All of the data, word for word and free of pictures, is the expected result.

-- Data for this exercise follows --

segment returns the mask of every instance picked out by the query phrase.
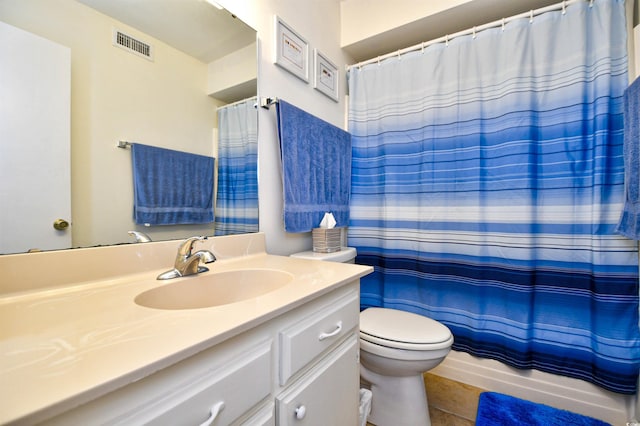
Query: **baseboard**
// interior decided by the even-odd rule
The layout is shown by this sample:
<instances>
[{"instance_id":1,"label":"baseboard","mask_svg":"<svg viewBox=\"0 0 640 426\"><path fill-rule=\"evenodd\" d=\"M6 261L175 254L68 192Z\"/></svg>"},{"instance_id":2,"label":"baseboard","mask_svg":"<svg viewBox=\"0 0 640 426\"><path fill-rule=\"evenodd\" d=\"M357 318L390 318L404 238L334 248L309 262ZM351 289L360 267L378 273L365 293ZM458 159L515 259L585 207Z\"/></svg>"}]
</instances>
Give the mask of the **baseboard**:
<instances>
[{"instance_id":1,"label":"baseboard","mask_svg":"<svg viewBox=\"0 0 640 426\"><path fill-rule=\"evenodd\" d=\"M451 351L442 364L429 373L591 416L616 426L629 421L635 404L634 396L609 392L582 380L536 370L518 370L457 351Z\"/></svg>"}]
</instances>

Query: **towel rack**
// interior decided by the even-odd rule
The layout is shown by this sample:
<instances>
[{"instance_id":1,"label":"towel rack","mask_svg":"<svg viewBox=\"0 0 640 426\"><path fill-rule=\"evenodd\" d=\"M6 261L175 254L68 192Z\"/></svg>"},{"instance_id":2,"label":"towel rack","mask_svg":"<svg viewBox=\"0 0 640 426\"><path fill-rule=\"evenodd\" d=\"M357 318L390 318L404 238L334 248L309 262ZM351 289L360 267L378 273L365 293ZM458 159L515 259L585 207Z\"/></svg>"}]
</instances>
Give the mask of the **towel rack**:
<instances>
[{"instance_id":1,"label":"towel rack","mask_svg":"<svg viewBox=\"0 0 640 426\"><path fill-rule=\"evenodd\" d=\"M132 142L127 142L127 141L118 141L118 145L116 145L117 148L122 148L122 149L127 149L131 146Z\"/></svg>"},{"instance_id":2,"label":"towel rack","mask_svg":"<svg viewBox=\"0 0 640 426\"><path fill-rule=\"evenodd\" d=\"M260 106L264 109L269 109L271 105L278 103L278 98L260 98Z\"/></svg>"}]
</instances>

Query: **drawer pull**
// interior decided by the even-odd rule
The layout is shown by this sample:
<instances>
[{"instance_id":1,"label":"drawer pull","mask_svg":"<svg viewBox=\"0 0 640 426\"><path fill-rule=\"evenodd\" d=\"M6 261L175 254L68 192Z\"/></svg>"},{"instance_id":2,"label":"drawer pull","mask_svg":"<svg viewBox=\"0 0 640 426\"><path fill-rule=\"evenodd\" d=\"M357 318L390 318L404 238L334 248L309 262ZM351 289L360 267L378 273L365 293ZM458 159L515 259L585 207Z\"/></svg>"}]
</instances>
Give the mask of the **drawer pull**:
<instances>
[{"instance_id":1,"label":"drawer pull","mask_svg":"<svg viewBox=\"0 0 640 426\"><path fill-rule=\"evenodd\" d=\"M224 401L216 402L215 404L213 404L213 407L211 407L209 418L205 420L203 423L201 423L200 426L209 426L213 422L215 422L216 417L218 417L218 414L220 414L220 411L222 411L223 408L224 408Z\"/></svg>"},{"instance_id":2,"label":"drawer pull","mask_svg":"<svg viewBox=\"0 0 640 426\"><path fill-rule=\"evenodd\" d=\"M296 419L302 420L304 419L304 416L307 415L307 407L305 407L304 405L301 405L295 409L295 413L296 413Z\"/></svg>"},{"instance_id":3,"label":"drawer pull","mask_svg":"<svg viewBox=\"0 0 640 426\"><path fill-rule=\"evenodd\" d=\"M318 340L322 341L324 339L328 339L329 337L336 336L341 331L342 331L342 321L338 321L338 324L336 324L335 330L333 330L331 333L320 333L320 335L318 336Z\"/></svg>"}]
</instances>

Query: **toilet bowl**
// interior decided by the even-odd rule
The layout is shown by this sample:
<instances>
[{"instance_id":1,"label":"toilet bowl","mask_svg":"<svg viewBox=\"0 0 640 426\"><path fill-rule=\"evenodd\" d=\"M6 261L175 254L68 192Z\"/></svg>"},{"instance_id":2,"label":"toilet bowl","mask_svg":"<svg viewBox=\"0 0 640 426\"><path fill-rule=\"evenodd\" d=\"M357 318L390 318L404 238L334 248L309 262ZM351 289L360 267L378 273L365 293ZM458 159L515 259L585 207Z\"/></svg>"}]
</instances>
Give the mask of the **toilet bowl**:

-- Data for this exercise concluded --

- [Your solution]:
segment returns the mask of every instance picked out by the query phrase.
Query: **baseboard**
// interior decided by the even-odd rule
The layout is shown by this sample:
<instances>
[{"instance_id":1,"label":"baseboard","mask_svg":"<svg viewBox=\"0 0 640 426\"><path fill-rule=\"evenodd\" d=\"M6 261L175 254L68 192Z\"/></svg>"},{"instance_id":2,"label":"baseboard","mask_svg":"<svg viewBox=\"0 0 640 426\"><path fill-rule=\"evenodd\" d=\"M357 318L390 318L404 238L334 248L309 262ZM351 289L360 267L378 273L365 293ZM458 159L515 259L585 207Z\"/></svg>"}]
</instances>
Give the mask of the **baseboard**:
<instances>
[{"instance_id":1,"label":"baseboard","mask_svg":"<svg viewBox=\"0 0 640 426\"><path fill-rule=\"evenodd\" d=\"M451 351L442 364L429 373L591 416L616 426L629 421L635 404L634 396L609 392L582 380L536 370L518 370L457 351Z\"/></svg>"}]
</instances>

Query: **towel rack**
// interior decided by the even-odd rule
The layout is shown by this sample:
<instances>
[{"instance_id":1,"label":"towel rack","mask_svg":"<svg viewBox=\"0 0 640 426\"><path fill-rule=\"evenodd\" d=\"M6 261L175 254L68 192Z\"/></svg>"},{"instance_id":2,"label":"towel rack","mask_svg":"<svg viewBox=\"0 0 640 426\"><path fill-rule=\"evenodd\" d=\"M357 318L390 318L404 238L334 248L309 262ZM351 289L360 267L378 273L365 293ZM458 159L515 259L585 207Z\"/></svg>"}]
</instances>
Give the mask of the **towel rack**:
<instances>
[{"instance_id":1,"label":"towel rack","mask_svg":"<svg viewBox=\"0 0 640 426\"><path fill-rule=\"evenodd\" d=\"M132 142L127 142L127 141L118 141L118 145L116 145L117 148L122 148L122 149L127 149L131 146Z\"/></svg>"},{"instance_id":2,"label":"towel rack","mask_svg":"<svg viewBox=\"0 0 640 426\"><path fill-rule=\"evenodd\" d=\"M260 106L264 109L269 109L271 105L278 103L278 98L260 98Z\"/></svg>"}]
</instances>

Query: **drawer pull**
// interior decided by the even-odd rule
The layout is shown by this sample:
<instances>
[{"instance_id":1,"label":"drawer pull","mask_svg":"<svg viewBox=\"0 0 640 426\"><path fill-rule=\"evenodd\" d=\"M6 261L175 254L68 192Z\"/></svg>"},{"instance_id":2,"label":"drawer pull","mask_svg":"<svg viewBox=\"0 0 640 426\"><path fill-rule=\"evenodd\" d=\"M357 318L390 318L404 238L334 248L309 262ZM351 289L360 267L378 273L365 293ZM458 159L515 259L585 207Z\"/></svg>"}]
</instances>
Give the mask of the **drawer pull**:
<instances>
[{"instance_id":1,"label":"drawer pull","mask_svg":"<svg viewBox=\"0 0 640 426\"><path fill-rule=\"evenodd\" d=\"M224 401L216 402L215 404L213 404L213 407L211 407L209 418L205 420L203 423L201 423L200 426L209 426L213 422L215 422L216 417L218 417L218 414L220 414L220 411L222 411L223 408L224 408Z\"/></svg>"},{"instance_id":2,"label":"drawer pull","mask_svg":"<svg viewBox=\"0 0 640 426\"><path fill-rule=\"evenodd\" d=\"M296 419L302 420L304 419L304 416L307 415L307 407L305 407L304 405L301 405L295 409L295 413L296 413Z\"/></svg>"},{"instance_id":3,"label":"drawer pull","mask_svg":"<svg viewBox=\"0 0 640 426\"><path fill-rule=\"evenodd\" d=\"M318 340L322 341L324 339L328 339L329 337L336 336L341 331L342 331L342 321L338 321L338 324L336 324L335 330L333 330L331 333L320 333L320 335L318 336Z\"/></svg>"}]
</instances>

Query: **toilet bowl**
// interior decided by the even-odd rule
The layout is shown by this sample:
<instances>
[{"instance_id":1,"label":"toilet bowl","mask_svg":"<svg viewBox=\"0 0 640 426\"><path fill-rule=\"evenodd\" d=\"M6 261L175 254L68 192Z\"/></svg>"},{"instance_id":2,"label":"toilet bowl","mask_svg":"<svg viewBox=\"0 0 640 426\"><path fill-rule=\"evenodd\" d=\"M357 318L390 318L404 238L334 248L309 262ZM351 289L360 267L378 273L365 293ZM458 159L515 259L585 207Z\"/></svg>"}]
</instances>
Give the mask of the **toilet bowl**:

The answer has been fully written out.